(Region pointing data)
- Opening Delimiter -
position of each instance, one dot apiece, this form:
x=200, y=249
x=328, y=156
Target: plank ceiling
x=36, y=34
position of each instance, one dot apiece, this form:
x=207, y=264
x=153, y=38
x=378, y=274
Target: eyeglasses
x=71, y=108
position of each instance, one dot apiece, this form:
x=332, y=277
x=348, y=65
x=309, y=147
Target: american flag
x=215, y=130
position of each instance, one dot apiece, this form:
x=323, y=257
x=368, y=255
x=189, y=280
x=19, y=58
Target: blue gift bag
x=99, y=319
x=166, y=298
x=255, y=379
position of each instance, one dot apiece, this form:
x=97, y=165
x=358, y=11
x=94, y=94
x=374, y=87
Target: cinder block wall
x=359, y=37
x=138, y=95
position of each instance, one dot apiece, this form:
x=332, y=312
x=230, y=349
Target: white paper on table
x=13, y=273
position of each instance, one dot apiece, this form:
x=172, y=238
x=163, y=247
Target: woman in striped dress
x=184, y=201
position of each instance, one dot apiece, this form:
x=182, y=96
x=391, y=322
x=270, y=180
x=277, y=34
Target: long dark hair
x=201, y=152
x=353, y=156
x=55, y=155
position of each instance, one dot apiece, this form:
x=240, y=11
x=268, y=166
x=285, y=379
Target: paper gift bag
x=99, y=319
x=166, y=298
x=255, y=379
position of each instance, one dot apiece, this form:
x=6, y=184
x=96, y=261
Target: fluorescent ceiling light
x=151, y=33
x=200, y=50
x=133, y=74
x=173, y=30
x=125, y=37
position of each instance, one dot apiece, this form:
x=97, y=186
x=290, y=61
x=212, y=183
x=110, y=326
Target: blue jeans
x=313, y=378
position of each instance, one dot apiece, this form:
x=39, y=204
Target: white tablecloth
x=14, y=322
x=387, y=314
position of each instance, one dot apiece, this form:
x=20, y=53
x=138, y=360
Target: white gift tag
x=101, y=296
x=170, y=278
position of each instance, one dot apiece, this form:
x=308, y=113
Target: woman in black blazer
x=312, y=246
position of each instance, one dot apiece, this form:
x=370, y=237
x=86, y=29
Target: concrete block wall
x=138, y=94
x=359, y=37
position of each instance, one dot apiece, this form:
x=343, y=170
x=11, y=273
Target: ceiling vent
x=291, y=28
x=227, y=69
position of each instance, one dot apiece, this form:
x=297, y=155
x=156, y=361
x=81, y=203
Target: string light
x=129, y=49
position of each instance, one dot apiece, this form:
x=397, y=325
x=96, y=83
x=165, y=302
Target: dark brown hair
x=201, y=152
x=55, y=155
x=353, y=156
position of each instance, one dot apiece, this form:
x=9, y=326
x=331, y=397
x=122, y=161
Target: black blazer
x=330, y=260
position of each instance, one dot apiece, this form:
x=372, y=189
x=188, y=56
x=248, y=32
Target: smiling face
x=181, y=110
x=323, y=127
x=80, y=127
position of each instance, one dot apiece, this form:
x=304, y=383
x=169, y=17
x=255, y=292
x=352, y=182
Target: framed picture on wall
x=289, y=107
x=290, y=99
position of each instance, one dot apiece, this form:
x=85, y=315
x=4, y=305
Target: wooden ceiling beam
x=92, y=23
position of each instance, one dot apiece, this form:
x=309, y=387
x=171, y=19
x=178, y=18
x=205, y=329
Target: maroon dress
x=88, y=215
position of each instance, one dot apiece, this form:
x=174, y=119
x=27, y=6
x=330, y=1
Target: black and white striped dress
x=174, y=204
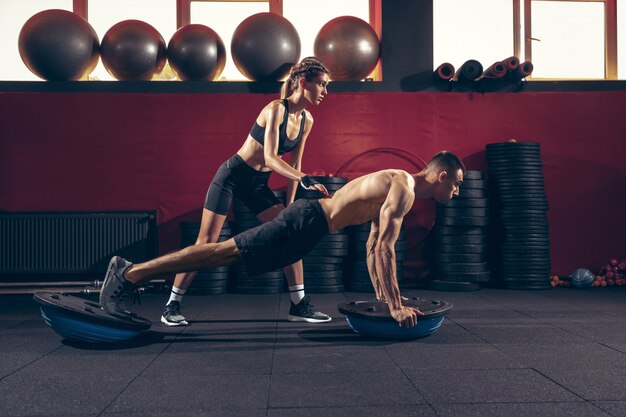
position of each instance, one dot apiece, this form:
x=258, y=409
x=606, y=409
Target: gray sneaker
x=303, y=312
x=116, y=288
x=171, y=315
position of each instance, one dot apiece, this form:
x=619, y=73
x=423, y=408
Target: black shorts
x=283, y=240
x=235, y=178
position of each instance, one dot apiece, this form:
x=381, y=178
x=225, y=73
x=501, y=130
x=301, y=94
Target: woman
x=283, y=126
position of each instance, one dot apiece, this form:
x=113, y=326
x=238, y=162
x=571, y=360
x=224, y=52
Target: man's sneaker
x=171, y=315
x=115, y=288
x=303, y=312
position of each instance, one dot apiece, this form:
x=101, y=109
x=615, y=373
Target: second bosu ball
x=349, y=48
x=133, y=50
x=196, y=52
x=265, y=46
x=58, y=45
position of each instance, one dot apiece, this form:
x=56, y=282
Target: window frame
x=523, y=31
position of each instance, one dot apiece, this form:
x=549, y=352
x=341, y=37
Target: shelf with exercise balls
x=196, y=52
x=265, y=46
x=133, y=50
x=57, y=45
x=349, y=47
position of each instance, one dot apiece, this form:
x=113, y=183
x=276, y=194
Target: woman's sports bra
- Closing Delimiter -
- Opening Delimiter -
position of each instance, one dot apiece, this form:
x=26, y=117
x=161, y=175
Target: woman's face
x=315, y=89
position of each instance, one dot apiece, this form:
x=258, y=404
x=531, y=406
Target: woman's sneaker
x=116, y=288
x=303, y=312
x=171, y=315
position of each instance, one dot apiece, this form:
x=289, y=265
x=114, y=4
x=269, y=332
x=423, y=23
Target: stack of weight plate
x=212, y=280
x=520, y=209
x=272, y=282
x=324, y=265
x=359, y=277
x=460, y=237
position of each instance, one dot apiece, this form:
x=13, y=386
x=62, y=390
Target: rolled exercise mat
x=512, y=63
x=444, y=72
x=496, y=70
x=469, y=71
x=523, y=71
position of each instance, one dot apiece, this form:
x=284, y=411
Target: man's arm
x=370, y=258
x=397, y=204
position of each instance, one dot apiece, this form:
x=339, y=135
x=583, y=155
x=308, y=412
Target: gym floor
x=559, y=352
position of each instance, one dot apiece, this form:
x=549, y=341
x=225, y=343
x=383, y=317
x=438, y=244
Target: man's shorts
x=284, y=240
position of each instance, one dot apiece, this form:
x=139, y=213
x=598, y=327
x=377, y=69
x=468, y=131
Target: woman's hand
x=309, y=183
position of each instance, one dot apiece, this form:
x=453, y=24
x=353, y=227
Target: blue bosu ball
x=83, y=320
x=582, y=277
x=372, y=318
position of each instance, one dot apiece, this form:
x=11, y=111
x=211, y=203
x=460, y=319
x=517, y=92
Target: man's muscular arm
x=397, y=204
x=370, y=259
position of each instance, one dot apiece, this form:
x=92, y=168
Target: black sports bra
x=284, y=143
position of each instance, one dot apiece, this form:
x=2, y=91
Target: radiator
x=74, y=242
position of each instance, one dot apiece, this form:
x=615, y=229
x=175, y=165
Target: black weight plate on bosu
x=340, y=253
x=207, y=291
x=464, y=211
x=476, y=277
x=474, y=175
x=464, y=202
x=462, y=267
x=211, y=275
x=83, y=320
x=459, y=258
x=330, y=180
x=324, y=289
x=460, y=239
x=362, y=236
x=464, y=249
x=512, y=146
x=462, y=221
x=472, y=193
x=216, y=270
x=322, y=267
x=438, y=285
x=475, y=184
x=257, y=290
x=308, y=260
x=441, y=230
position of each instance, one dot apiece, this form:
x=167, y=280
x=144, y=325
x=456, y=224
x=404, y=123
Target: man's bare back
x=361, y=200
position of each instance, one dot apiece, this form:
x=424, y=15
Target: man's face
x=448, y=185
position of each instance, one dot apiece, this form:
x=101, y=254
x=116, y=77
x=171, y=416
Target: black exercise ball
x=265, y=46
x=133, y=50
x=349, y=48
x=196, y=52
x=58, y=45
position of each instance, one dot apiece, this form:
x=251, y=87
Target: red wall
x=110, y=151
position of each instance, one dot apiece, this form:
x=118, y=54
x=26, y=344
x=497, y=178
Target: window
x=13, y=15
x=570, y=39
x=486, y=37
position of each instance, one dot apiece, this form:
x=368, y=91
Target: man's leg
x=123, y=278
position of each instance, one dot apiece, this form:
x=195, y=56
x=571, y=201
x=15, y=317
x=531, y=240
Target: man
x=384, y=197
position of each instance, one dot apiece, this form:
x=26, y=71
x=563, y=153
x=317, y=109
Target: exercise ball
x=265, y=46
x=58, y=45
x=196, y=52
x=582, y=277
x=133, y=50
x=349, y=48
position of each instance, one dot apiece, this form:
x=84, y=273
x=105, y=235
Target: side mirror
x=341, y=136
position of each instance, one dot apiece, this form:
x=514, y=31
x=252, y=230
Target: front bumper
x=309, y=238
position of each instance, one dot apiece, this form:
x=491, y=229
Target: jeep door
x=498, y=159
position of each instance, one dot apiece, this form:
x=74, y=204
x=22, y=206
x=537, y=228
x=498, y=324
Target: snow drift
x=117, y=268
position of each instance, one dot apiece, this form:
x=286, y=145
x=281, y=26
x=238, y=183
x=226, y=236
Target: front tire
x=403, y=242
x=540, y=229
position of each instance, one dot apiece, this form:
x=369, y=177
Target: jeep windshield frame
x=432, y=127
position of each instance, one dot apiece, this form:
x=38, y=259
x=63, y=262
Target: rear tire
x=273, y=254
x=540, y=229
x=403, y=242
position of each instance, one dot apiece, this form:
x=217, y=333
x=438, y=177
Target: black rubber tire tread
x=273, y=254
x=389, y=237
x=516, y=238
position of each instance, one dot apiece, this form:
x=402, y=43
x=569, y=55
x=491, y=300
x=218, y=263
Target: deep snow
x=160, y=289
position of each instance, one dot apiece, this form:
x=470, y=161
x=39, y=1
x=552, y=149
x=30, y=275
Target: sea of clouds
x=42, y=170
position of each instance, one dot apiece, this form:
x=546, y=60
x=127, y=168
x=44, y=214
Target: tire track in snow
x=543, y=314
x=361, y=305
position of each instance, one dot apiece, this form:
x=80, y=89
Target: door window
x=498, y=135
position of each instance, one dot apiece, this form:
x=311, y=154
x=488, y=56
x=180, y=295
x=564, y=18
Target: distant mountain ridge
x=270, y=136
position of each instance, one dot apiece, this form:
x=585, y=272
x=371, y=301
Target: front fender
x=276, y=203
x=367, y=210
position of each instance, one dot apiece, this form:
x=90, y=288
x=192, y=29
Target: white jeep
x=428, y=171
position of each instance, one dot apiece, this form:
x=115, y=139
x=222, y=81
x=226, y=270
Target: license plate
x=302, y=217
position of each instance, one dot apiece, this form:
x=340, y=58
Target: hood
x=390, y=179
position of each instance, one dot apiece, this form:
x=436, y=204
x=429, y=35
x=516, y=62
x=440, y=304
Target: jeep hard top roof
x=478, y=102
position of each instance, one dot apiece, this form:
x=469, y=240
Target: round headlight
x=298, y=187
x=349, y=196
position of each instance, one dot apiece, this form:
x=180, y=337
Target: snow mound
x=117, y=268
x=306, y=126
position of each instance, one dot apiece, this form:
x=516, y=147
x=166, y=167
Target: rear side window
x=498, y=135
- Closing Delimiter -
- Opening Delimiter -
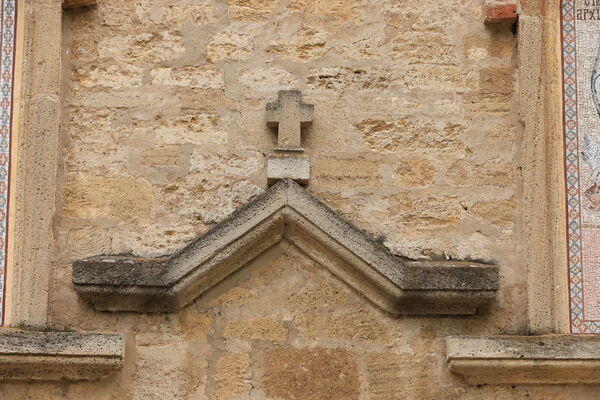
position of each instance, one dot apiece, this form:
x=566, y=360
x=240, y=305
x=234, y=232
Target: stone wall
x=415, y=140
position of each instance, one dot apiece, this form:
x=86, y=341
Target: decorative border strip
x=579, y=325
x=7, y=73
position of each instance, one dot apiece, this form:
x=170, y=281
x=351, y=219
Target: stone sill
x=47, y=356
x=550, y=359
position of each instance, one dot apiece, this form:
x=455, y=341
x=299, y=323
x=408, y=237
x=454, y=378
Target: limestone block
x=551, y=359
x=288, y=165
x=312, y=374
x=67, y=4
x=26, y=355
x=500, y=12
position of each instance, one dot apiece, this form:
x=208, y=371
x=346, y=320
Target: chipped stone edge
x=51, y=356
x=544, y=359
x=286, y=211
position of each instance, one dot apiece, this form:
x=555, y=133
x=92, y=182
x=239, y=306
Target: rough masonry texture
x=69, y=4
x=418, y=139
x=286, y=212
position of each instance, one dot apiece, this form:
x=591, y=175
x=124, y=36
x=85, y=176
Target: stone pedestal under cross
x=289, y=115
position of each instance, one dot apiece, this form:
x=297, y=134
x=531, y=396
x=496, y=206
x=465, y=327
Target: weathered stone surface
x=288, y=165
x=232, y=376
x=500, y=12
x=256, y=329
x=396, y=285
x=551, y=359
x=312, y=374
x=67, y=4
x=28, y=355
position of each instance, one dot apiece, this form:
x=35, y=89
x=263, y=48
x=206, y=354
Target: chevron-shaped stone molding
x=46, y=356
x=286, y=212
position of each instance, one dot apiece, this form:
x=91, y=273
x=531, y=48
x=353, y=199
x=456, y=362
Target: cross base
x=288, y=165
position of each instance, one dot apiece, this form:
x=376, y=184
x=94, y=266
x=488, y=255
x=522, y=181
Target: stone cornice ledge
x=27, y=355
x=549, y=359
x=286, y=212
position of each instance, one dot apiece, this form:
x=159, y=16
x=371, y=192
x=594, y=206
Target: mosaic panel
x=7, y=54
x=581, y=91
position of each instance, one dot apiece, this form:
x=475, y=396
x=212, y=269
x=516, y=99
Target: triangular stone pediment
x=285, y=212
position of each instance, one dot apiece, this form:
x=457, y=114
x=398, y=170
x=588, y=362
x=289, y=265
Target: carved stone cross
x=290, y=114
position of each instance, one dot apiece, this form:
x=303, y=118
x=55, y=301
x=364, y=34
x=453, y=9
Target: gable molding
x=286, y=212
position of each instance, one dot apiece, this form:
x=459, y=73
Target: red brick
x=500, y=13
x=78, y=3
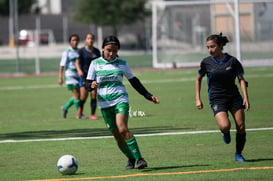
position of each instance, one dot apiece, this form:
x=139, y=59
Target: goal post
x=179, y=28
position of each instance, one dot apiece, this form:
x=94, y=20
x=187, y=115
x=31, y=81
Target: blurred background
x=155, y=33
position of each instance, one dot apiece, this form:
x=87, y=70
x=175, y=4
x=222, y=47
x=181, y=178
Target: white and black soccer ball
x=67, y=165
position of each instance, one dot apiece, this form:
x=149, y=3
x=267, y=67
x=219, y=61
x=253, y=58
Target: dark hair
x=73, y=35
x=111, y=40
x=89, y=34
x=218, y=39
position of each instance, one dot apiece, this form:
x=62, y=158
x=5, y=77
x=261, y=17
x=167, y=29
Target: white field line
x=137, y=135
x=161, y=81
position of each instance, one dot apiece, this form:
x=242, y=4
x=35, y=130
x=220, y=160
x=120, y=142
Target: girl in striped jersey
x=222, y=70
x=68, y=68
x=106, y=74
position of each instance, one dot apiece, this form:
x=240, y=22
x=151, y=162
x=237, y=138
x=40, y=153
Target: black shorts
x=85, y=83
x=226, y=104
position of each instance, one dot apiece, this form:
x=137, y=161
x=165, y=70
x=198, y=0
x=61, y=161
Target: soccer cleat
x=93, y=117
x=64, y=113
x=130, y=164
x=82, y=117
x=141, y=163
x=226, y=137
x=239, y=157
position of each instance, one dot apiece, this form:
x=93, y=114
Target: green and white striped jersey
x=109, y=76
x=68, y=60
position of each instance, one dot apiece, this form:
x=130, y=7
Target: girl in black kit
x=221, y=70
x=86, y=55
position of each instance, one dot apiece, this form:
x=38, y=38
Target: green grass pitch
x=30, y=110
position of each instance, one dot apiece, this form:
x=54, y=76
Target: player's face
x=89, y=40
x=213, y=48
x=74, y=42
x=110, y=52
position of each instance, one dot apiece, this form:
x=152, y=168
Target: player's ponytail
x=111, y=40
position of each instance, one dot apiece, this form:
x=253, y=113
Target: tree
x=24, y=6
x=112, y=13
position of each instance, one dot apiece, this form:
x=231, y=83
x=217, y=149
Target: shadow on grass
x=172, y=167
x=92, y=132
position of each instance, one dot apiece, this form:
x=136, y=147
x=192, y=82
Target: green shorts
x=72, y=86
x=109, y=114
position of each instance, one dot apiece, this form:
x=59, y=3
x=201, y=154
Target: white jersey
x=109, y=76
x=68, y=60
- Closing Delimiter -
◆ **EXERCISE DETAILS**: The required answer is the run of lines above, starting at the line with "x=15, y=317" and ending at the line with "x=63, y=262", reproduced exactly with both ends.

◆ **PROBLEM SOLUTION**:
x=15, y=317
x=531, y=240
Target: man
x=384, y=197
position of each instance, one dot apiece, this form:
x=26, y=71
x=563, y=153
x=317, y=109
Target: exercise ball
x=265, y=46
x=58, y=45
x=196, y=52
x=582, y=277
x=133, y=50
x=349, y=48
position of each instance, one dot apiece, this form:
x=84, y=273
x=105, y=235
Target: side mirror
x=341, y=136
position of each instance, one dot apiece, this form:
x=514, y=31
x=252, y=230
Target: front bumper
x=309, y=238
position of each instance, one dot apiece, this form:
x=491, y=229
Target: jeep door
x=498, y=159
position of each instance, one dot apiece, this form:
x=74, y=204
x=22, y=206
x=537, y=228
x=498, y=324
Target: snow drift
x=117, y=268
position of each instance, one dot apiece, this form:
x=286, y=145
x=281, y=26
x=238, y=183
x=226, y=236
Target: front tire
x=403, y=242
x=540, y=229
position of each instance, one dot apiece, this form:
x=369, y=177
Target: jeep windshield frame
x=432, y=127
position of each instance, one dot apiece, this form:
x=38, y=259
x=63, y=262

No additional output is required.